== Page text

U.S. Dollar – From time-to-time the FOMC startles investors with its own assessment of the way the world looks leading investors by the nose as it does. Typically, overly optimistic or overly pessimistic investors are forced to abandon their views and follow the Fed. The silence surrounding the Fed’s Tuesday statement spoke volumes with the market begging to disagree with the central bank’s outdated assessment of the health of the economy. The Fed has been singing from the same hymn book for so long that perhaps it deserves a chant from the market in the shape of rising 10-year yields – the ultimate arbiter of growth. The dollar was boosted in the aftermath of the Fed’s statement on account of a continued surge in note yields, which reached 3.50% for the first time in seven months. A small bout of risk-aversion on Wednesday earlier boosted the dollar index as wobbles emerged again in the Eurozone, but the turmoil appears to have subsided for now. Tame consumer prices for November coupled with a strong rebound in the Empire State manufacturing index have buoyed the dollar at 8:30am ET.
Aussie dollar – The Aussie spent 13 hours trading above par with the dollar on Tuesday only to fall from grace after risk appetite was tempered overnight. The unit had little to trade off in the Asian time zone except a report showing new motor vehicle sales rose 0.2% in the month of November. A minor rise in the Westpac consumer confidence index failed to keep up demand for the Aussie, which eased on more chatter over Chinese monetary ambitions for 2011. The Aussie reached a low point earlier at 98.91 U.S. cents before rebounding to 99.54 cents.
Canadian dollar – The Canadian dollar fell to 98.86 U.S. cents while risk-off trading was in force earlier and before the unit flexed to reach 99.33 cents when the greenback’s guard was down. The Canadian remains insulated against a strengthening economy to its south and is buoyed by flows into North America.

====

**Description of the task**
Print the currency market commentary in full, word for word.

== Given entries

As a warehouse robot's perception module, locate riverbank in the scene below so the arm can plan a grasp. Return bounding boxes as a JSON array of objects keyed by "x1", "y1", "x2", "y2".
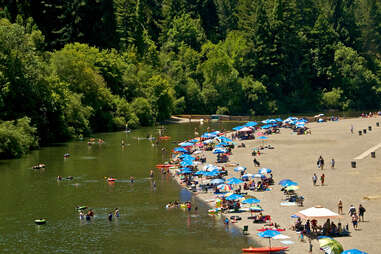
[{"x1": 170, "y1": 117, "x2": 381, "y2": 254}]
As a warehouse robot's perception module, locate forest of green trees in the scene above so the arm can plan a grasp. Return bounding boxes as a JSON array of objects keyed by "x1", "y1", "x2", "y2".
[{"x1": 0, "y1": 0, "x2": 381, "y2": 156}]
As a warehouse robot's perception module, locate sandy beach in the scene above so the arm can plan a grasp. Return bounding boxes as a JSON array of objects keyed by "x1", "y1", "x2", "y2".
[{"x1": 171, "y1": 117, "x2": 381, "y2": 254}]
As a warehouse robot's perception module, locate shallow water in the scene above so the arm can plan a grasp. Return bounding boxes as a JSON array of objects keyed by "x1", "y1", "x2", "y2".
[{"x1": 0, "y1": 123, "x2": 255, "y2": 254}]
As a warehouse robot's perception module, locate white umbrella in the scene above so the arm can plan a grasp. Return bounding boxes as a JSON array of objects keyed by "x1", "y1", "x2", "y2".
[{"x1": 295, "y1": 206, "x2": 340, "y2": 220}]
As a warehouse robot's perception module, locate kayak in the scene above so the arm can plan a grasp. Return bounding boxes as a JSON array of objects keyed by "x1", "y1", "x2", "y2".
[
  {"x1": 242, "y1": 246, "x2": 288, "y2": 253},
  {"x1": 257, "y1": 228, "x2": 286, "y2": 232},
  {"x1": 34, "y1": 219, "x2": 46, "y2": 225},
  {"x1": 156, "y1": 164, "x2": 176, "y2": 168}
]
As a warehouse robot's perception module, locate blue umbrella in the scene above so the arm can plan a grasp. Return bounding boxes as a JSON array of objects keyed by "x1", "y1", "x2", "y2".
[
  {"x1": 204, "y1": 172, "x2": 219, "y2": 176},
  {"x1": 257, "y1": 229, "x2": 280, "y2": 238},
  {"x1": 341, "y1": 249, "x2": 368, "y2": 254},
  {"x1": 180, "y1": 160, "x2": 193, "y2": 167},
  {"x1": 244, "y1": 122, "x2": 258, "y2": 127},
  {"x1": 253, "y1": 174, "x2": 266, "y2": 178},
  {"x1": 257, "y1": 229, "x2": 280, "y2": 250},
  {"x1": 173, "y1": 147, "x2": 188, "y2": 153},
  {"x1": 213, "y1": 148, "x2": 227, "y2": 154},
  {"x1": 227, "y1": 177, "x2": 243, "y2": 184},
  {"x1": 261, "y1": 124, "x2": 272, "y2": 129},
  {"x1": 242, "y1": 198, "x2": 261, "y2": 204},
  {"x1": 242, "y1": 174, "x2": 254, "y2": 178},
  {"x1": 258, "y1": 168, "x2": 272, "y2": 174},
  {"x1": 180, "y1": 169, "x2": 193, "y2": 174},
  {"x1": 281, "y1": 181, "x2": 299, "y2": 187},
  {"x1": 258, "y1": 136, "x2": 269, "y2": 139},
  {"x1": 233, "y1": 126, "x2": 245, "y2": 131},
  {"x1": 180, "y1": 142, "x2": 194, "y2": 147},
  {"x1": 278, "y1": 179, "x2": 292, "y2": 185},
  {"x1": 225, "y1": 194, "x2": 243, "y2": 200},
  {"x1": 234, "y1": 166, "x2": 246, "y2": 172},
  {"x1": 219, "y1": 136, "x2": 233, "y2": 142},
  {"x1": 210, "y1": 178, "x2": 225, "y2": 185},
  {"x1": 179, "y1": 154, "x2": 196, "y2": 161}
]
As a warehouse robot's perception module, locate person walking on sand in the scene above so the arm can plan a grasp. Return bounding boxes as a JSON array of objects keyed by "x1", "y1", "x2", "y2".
[
  {"x1": 359, "y1": 204, "x2": 366, "y2": 222},
  {"x1": 352, "y1": 212, "x2": 359, "y2": 230},
  {"x1": 337, "y1": 200, "x2": 343, "y2": 214},
  {"x1": 320, "y1": 155, "x2": 324, "y2": 170},
  {"x1": 312, "y1": 173, "x2": 317, "y2": 186},
  {"x1": 348, "y1": 205, "x2": 356, "y2": 216},
  {"x1": 320, "y1": 174, "x2": 325, "y2": 186}
]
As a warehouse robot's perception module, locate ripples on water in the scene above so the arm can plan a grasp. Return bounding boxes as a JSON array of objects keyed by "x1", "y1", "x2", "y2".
[{"x1": 0, "y1": 124, "x2": 252, "y2": 254}]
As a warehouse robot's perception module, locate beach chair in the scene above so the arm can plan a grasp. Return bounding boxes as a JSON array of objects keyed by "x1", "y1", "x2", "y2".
[{"x1": 242, "y1": 225, "x2": 249, "y2": 235}]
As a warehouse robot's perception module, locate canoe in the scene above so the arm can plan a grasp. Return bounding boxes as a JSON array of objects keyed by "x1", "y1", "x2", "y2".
[
  {"x1": 242, "y1": 246, "x2": 288, "y2": 253},
  {"x1": 156, "y1": 164, "x2": 176, "y2": 168},
  {"x1": 34, "y1": 219, "x2": 46, "y2": 225}
]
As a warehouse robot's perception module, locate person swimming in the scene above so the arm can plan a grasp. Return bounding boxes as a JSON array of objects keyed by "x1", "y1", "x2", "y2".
[{"x1": 79, "y1": 210, "x2": 85, "y2": 220}]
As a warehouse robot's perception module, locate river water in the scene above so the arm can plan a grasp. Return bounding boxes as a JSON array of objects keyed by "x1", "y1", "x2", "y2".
[{"x1": 0, "y1": 123, "x2": 252, "y2": 254}]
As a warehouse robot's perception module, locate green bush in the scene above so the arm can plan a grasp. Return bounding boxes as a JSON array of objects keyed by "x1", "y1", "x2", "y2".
[{"x1": 0, "y1": 117, "x2": 38, "y2": 158}]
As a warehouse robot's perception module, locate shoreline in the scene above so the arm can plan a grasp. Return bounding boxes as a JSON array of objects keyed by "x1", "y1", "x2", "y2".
[{"x1": 166, "y1": 117, "x2": 381, "y2": 254}]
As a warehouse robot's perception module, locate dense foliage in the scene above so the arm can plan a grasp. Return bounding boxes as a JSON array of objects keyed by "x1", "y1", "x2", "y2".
[
  {"x1": 0, "y1": 117, "x2": 38, "y2": 158},
  {"x1": 0, "y1": 0, "x2": 381, "y2": 156}
]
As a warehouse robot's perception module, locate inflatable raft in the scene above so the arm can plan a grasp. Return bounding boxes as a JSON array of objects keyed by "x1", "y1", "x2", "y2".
[{"x1": 242, "y1": 246, "x2": 288, "y2": 253}]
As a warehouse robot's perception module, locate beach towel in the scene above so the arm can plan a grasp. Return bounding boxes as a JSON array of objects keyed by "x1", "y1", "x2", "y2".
[
  {"x1": 280, "y1": 240, "x2": 294, "y2": 245},
  {"x1": 273, "y1": 234, "x2": 290, "y2": 240},
  {"x1": 280, "y1": 202, "x2": 296, "y2": 206}
]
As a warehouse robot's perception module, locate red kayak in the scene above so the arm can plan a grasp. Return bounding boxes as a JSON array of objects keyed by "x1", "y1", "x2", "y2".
[
  {"x1": 242, "y1": 246, "x2": 288, "y2": 253},
  {"x1": 257, "y1": 228, "x2": 286, "y2": 232},
  {"x1": 156, "y1": 164, "x2": 176, "y2": 168}
]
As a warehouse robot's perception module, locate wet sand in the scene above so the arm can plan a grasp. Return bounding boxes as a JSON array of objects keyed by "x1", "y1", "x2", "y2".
[{"x1": 172, "y1": 117, "x2": 381, "y2": 254}]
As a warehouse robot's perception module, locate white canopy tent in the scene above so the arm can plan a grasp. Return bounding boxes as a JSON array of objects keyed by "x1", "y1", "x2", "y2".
[{"x1": 295, "y1": 206, "x2": 341, "y2": 220}]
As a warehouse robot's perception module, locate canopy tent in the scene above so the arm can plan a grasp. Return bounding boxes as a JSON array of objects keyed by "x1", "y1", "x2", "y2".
[
  {"x1": 295, "y1": 206, "x2": 340, "y2": 220},
  {"x1": 244, "y1": 122, "x2": 258, "y2": 127},
  {"x1": 238, "y1": 126, "x2": 253, "y2": 132}
]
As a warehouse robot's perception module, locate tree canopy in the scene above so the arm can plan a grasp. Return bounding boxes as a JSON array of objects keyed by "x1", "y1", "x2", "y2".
[{"x1": 0, "y1": 0, "x2": 381, "y2": 157}]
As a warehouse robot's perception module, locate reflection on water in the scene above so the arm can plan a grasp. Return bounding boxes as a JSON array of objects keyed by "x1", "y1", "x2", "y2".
[{"x1": 0, "y1": 123, "x2": 255, "y2": 254}]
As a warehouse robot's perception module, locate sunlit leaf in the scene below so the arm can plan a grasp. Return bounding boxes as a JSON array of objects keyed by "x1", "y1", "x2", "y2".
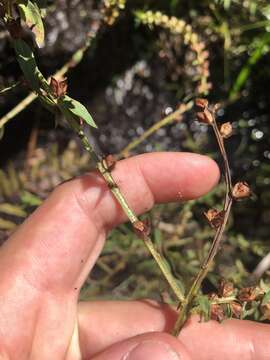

====

**Complete response**
U.S. Dollar – From time-to-time the FOMC startles investors with its own assessment of the way the world looks leading investors by the nose as it does. Typically, overly optimistic or overly pessimistic investors are forced to abandon their views and follow the Fed. The silence surrounding the Fed’s Tuesday statement spoke volumes with the market begging to disagree with the central bank’s outdated assessment of the health of the economy. The Fed has been singing from the same hymn book for so long that perhaps it deserves a chant from the market in the shape of rising 10-year yields – the ultimate arbiter of growth. The dollar was boosted in the aftermath of the Fed’s statement on account of a continued surge in note yields, which reached 3.50% for the first time in seven months. A small bout of risk-aversion on Wednesday earlier boosted the dollar index as wobbles emerged again in the Eurozone, but the turmoil appears to have subsided for now. Tame consumer prices for November coupled with a strong rebound in the Empire State manufacturing index have buoyed the dollar at 8:30am ET.
Aussie dollar – The Aussie spent 13 hours trading above par with the dollar on Tuesday only to fall from grace after risk appetite was tempered overnight. The unit had little to trade off in the Asian time zone except a report showing new motor vehicle sales rose 0.2% in the month of November. A minor rise in the Westpac consumer confidence index failed to keep up demand for the Aussie, which eased on more chatter over Chinese monetary ambitions for 2011. The Aussie reached a low point earlier at 98.91 U.S. cents before rebounding to 99.54 cents.
Canadian dollar – The Canadian dollar fell to 98.86 U.S. cents while risk-off trading was in force earlier and before the unit flexed to reach 99.33 cents when the greenback’s guard was down. The Canadian remains insulated against a strengthening economy to its south and is buoyed by flows into North America.